(Instructions for the task) Without any pictures, the records below should be reproduced exactly.

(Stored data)
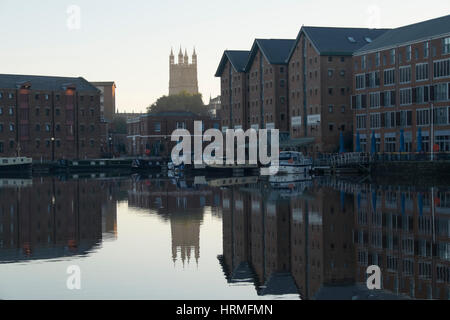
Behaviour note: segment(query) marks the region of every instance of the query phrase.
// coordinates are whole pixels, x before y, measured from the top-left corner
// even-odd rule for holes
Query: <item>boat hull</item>
[[[27,175],[31,173],[32,162],[31,158],[0,158],[0,173]]]
[[[311,170],[310,165],[280,165],[278,174],[309,174]]]

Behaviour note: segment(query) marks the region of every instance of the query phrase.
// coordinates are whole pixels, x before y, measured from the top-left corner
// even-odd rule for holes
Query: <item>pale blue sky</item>
[[[81,28],[67,27],[67,8]],[[254,38],[295,38],[302,25],[398,27],[450,14],[450,1],[0,0],[0,73],[83,76],[115,81],[119,110],[144,111],[168,93],[169,53],[199,55],[205,100],[225,49]],[[74,20],[70,20],[74,21]]]

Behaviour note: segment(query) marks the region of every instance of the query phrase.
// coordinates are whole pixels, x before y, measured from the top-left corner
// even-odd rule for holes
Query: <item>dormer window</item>
[[[353,38],[353,37],[348,37],[347,39],[348,39],[348,41],[350,41],[351,43],[356,43],[356,40],[355,40],[355,38]]]
[[[371,43],[372,42],[372,39],[369,38],[369,37],[365,37],[364,40],[366,40],[367,43]]]

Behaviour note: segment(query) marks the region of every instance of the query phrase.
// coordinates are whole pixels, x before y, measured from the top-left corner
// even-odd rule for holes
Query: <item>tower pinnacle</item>
[[[195,52],[195,47],[194,53],[192,54],[192,64],[197,64],[197,52]]]
[[[178,64],[183,64],[183,51],[180,46],[180,53],[178,54]]]
[[[184,64],[189,64],[189,56],[187,53],[187,49],[184,51]]]
[[[170,50],[170,64],[175,64],[175,56],[173,54],[173,48]]]

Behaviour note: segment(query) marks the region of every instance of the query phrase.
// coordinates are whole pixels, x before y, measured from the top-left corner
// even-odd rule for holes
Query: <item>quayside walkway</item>
[[[325,174],[371,173],[374,167],[399,163],[450,165],[450,153],[342,153],[326,154],[314,160],[314,171]]]

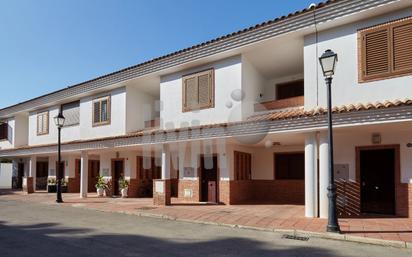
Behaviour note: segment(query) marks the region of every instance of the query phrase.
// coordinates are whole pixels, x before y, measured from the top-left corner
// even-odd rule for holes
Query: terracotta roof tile
[[[398,106],[408,106],[412,105],[411,99],[403,99],[403,100],[393,100],[393,101],[383,101],[383,102],[375,102],[375,103],[365,103],[365,104],[347,104],[342,106],[335,106],[332,108],[333,113],[348,113],[348,112],[357,112],[357,111],[364,111],[364,110],[372,110],[372,109],[386,109]],[[208,124],[208,125],[201,125],[196,127],[187,127],[181,129],[144,129],[135,132],[131,132],[127,135],[120,135],[120,136],[111,136],[111,137],[103,137],[103,138],[96,138],[96,139],[87,139],[87,140],[75,140],[70,142],[64,142],[62,145],[69,145],[75,143],[87,143],[87,142],[98,142],[98,141],[105,141],[105,140],[113,140],[113,139],[121,139],[121,138],[129,138],[129,137],[139,137],[144,135],[154,135],[157,133],[168,133],[168,132],[179,132],[184,130],[196,130],[196,129],[205,129],[205,128],[218,128],[218,127],[228,127],[231,125],[240,125],[240,124],[247,124],[259,121],[273,121],[273,120],[287,120],[292,118],[299,118],[299,117],[314,117],[326,114],[327,110],[325,108],[315,108],[312,110],[305,111],[303,108],[294,108],[294,109],[287,109],[281,111],[272,111],[266,112],[262,114],[253,115],[248,118],[246,121],[239,121],[239,122],[231,122],[231,123],[216,123],[216,124]],[[36,146],[22,146],[16,147],[14,149],[4,149],[5,151],[10,150],[19,150],[19,149],[31,149],[31,148],[39,148],[39,147],[48,147],[48,146],[56,146],[56,144],[45,144],[45,145],[36,145]],[[2,150],[0,150],[1,152]]]

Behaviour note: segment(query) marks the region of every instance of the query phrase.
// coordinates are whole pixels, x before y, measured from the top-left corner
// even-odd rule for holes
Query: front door
[[[204,157],[200,159],[200,192],[201,201],[217,203],[217,157]]]
[[[395,161],[394,148],[360,150],[363,213],[395,214]]]
[[[89,176],[87,179],[87,191],[89,193],[96,192],[97,176],[99,176],[100,161],[89,160]]]
[[[17,189],[23,188],[23,177],[24,177],[24,163],[19,163],[17,165],[17,181],[16,181]]]
[[[119,191],[119,179],[124,176],[123,160],[112,161],[112,194],[120,195]]]

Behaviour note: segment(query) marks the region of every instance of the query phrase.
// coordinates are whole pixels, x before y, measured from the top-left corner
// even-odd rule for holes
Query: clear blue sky
[[[318,0],[0,0],[0,108]]]

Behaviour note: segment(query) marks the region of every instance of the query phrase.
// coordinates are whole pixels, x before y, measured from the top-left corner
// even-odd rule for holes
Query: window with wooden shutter
[[[37,114],[37,135],[49,134],[49,111]]]
[[[244,152],[234,152],[235,180],[252,179],[252,155]]]
[[[75,101],[62,105],[62,112],[65,118],[64,126],[75,126],[80,123],[80,101]]]
[[[412,18],[359,31],[359,81],[412,74]]]
[[[304,153],[275,153],[273,159],[276,179],[305,179]]]
[[[0,122],[0,140],[7,140],[9,134],[9,125],[7,122]]]
[[[110,124],[110,97],[93,100],[93,126]]]
[[[183,83],[183,112],[212,108],[214,106],[213,69],[186,75]]]

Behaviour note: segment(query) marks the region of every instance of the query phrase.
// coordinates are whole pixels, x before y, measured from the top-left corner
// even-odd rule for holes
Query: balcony
[[[304,104],[304,96],[295,96],[279,100],[267,101],[255,104],[255,112],[299,107]]]

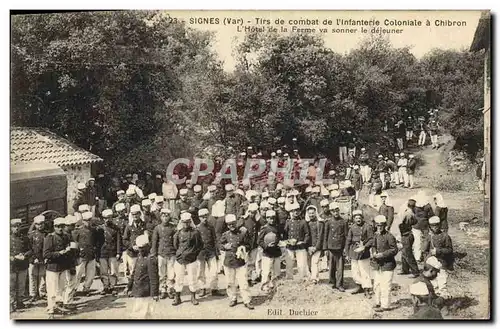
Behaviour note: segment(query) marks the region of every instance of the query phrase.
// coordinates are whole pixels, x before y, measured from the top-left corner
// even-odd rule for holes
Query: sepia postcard
[[[11,12],[14,320],[489,320],[489,11]]]

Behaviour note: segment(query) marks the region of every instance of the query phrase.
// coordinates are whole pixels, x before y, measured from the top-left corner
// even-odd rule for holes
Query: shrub
[[[464,181],[456,175],[436,176],[432,179],[432,187],[438,191],[462,191]]]

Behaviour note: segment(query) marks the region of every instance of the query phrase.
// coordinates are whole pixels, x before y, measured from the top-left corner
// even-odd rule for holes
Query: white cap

(Answer space)
Behaviour note: segment(query) marks the region of every instance of the query phrase.
// coordinates are whole pixels, x before y, measured from the top-left corner
// even-odd rule for holes
Query: <item>boat hull</item>
[[[27,175],[31,173],[32,162],[31,158],[0,158],[0,173]]]
[[[311,170],[310,165],[280,165],[278,174],[309,174]]]

Behaviour note: segment(query) marks the region of every instance of the query phrase.
// coordinates are whole pixels, x before y, measured from the top-left corner
// even-odd rule for holes
Query: <item>pale blue sky</item>
[[[81,28],[67,27],[67,8]],[[254,38],[295,38],[302,25],[398,27],[450,14],[450,1],[0,0],[0,73],[83,76],[115,81],[119,110],[144,111],[168,93],[169,53],[199,55],[205,100],[225,49]],[[74,20],[70,20],[74,21]]]

Behaviour note: segment(query) marks the region of every instance of the query phrase.
// coordinates are whole pixels, x before y, measured from the top-left corner
// even-odd rule for holes
Query: <item>dormer window</item>
[[[353,38],[353,37],[348,37],[347,39],[348,39],[348,41],[350,41],[351,43],[356,43],[356,40],[355,40],[355,38]]]
[[[371,43],[372,42],[372,39],[369,38],[369,37],[365,37],[364,40],[366,40],[367,43]]]

Behaviour note: segment(query) marks the region of every instance of the query phrase.
// coordinates are whole pixels, x before y, measured from the top-left corner
// even-odd rule for holes
Query: <item>tower pinnacle</item>
[[[195,52],[195,47],[194,53],[192,54],[192,64],[197,64],[197,52]]]
[[[178,64],[183,64],[183,51],[180,46],[180,53],[178,54]]]
[[[184,64],[189,64],[189,56],[187,53],[187,49],[184,51]]]
[[[170,50],[170,64],[175,64],[175,56],[173,54],[173,48]]]

Behaviour note: segment(query) marks the region of every instance of the query phrase.
// coordinates are whole pixels, x before y, measured from the top-left corner
// even-odd rule for holes
Query: <item>quayside walkway</item>
[[[325,174],[371,173],[374,167],[399,163],[450,165],[450,153],[342,153],[326,154],[314,160],[314,171]]]

Behaviour note: segment(query) marks the region of every instance of the query phrase.
// coordinates are whole pixels, x before y, measured from the top-left corner
// even-odd rule for holes
Query: terracotta roof tile
[[[398,106],[408,106],[412,105],[411,99],[403,99],[403,100],[393,100],[393,101],[383,101],[383,102],[375,102],[375,103],[365,103],[365,104],[347,104],[342,106],[335,106],[332,108],[333,113],[348,113],[348,112],[357,112],[357,111],[364,111],[364,110],[372,110],[372,109],[386,109]],[[208,124],[208,125],[201,125],[196,127],[187,127],[181,129],[144,129],[135,132],[131,132],[127,135],[120,135],[120,136],[111,136],[111,137],[103,137],[103,138],[96,138],[96,139],[87,139],[87,140],[75,140],[70,142],[64,142],[62,145],[69,145],[75,143],[87,143],[87,142],[98,142],[98,141],[105,141],[105,140],[113,140],[113,139],[121,139],[121,138],[129,138],[129,137],[139,137],[144,135],[154,135],[157,133],[168,133],[168,132],[179,132],[184,130],[196,130],[196,129],[205,129],[205,128],[218,128],[218,127],[228,127],[231,125],[240,125],[240,124],[247,124],[259,121],[273,121],[273,120],[287,120],[292,118],[299,118],[299,117],[314,117],[326,114],[327,110],[325,108],[315,108],[312,110],[305,111],[303,108],[294,108],[294,109],[287,109],[281,111],[272,111],[266,112],[262,114],[253,115],[248,118],[246,121],[239,121],[239,122],[231,122],[231,123],[216,123],[216,124]],[[36,146],[22,146],[16,147],[14,149],[4,149],[5,151],[10,150],[19,150],[19,149],[31,149],[31,148],[39,148],[39,147],[48,147],[48,146],[56,146],[56,144],[45,144],[45,145],[36,145]],[[2,150],[0,150],[1,152]]]

Behaviour note: segment(query) marks the region of every instance of the query phrase.
// coordinates are whole pixels, x before y, measured from the top-left corner
// even-odd rule for holes
Query: front door
[[[204,157],[200,159],[200,192],[201,201],[217,203],[217,157]]]
[[[395,161],[394,148],[360,150],[363,213],[395,214]]]
[[[89,176],[87,179],[87,191],[89,193],[96,192],[97,176],[99,176],[100,161],[89,160]]]
[[[17,189],[23,188],[23,177],[24,177],[24,163],[19,163],[17,165],[17,181],[16,181]]]
[[[119,191],[119,179],[124,176],[123,160],[112,161],[112,194],[120,195]]]

Behaviour note: segment(query) marks the region of every instance of the query phrase.
// coordinates are whole pixels, x before y, measured from the top-left corner
// even-odd rule for holes
Query: clear blue sky
[[[318,0],[0,0],[0,108]]]

Behaviour note: segment(query) marks the region of every instance of the query phrase.
// coordinates are whole pixels, x before y, measured from the top-left corner
// even-odd rule for holes
Query: window with wooden shutter
[[[37,114],[37,135],[49,134],[49,111]]]
[[[244,152],[234,152],[235,180],[252,179],[252,155]]]
[[[75,101],[62,105],[62,112],[65,118],[64,126],[75,126],[80,123],[80,101]]]
[[[412,18],[359,31],[359,81],[412,74]]]
[[[304,153],[275,153],[273,159],[276,179],[305,179]]]
[[[0,122],[0,140],[7,140],[9,134],[9,125],[7,122]]]
[[[110,124],[110,97],[93,100],[93,126]]]
[[[183,83],[183,112],[212,108],[214,106],[213,69],[186,75]]]

Behaviour note: segment(query) marks the region of every instance of the query phrase.
// coordinates are whole pixels, x before y, measured from the top-left corner
// even-odd rule for holes
Query: balcony
[[[304,104],[304,96],[295,96],[279,100],[267,101],[255,104],[255,112],[299,107]]]

Behaviour note: segment(query) marks the region of every instance of the query phrase.
// coordinates are whole pixels, x before y, measured from the top-left corner
// even-odd rule for holes
Query: sepia postcard
[[[11,12],[14,320],[489,320],[489,11]]]

Behaviour note: segment(query) marks the region of every instance of the query phrase.
// coordinates are whole pixels, x before y, measured from the top-left corner
// even-odd rule for holes
Query: shrub
[[[464,181],[456,175],[436,176],[432,179],[432,187],[438,191],[462,191]]]

Behaviour note: segment(query) marks the region of every instance of the query phrase.
// coordinates are whole pixels, x before y, measured from the top-left corner
// even-odd rule for holes
Query: white cap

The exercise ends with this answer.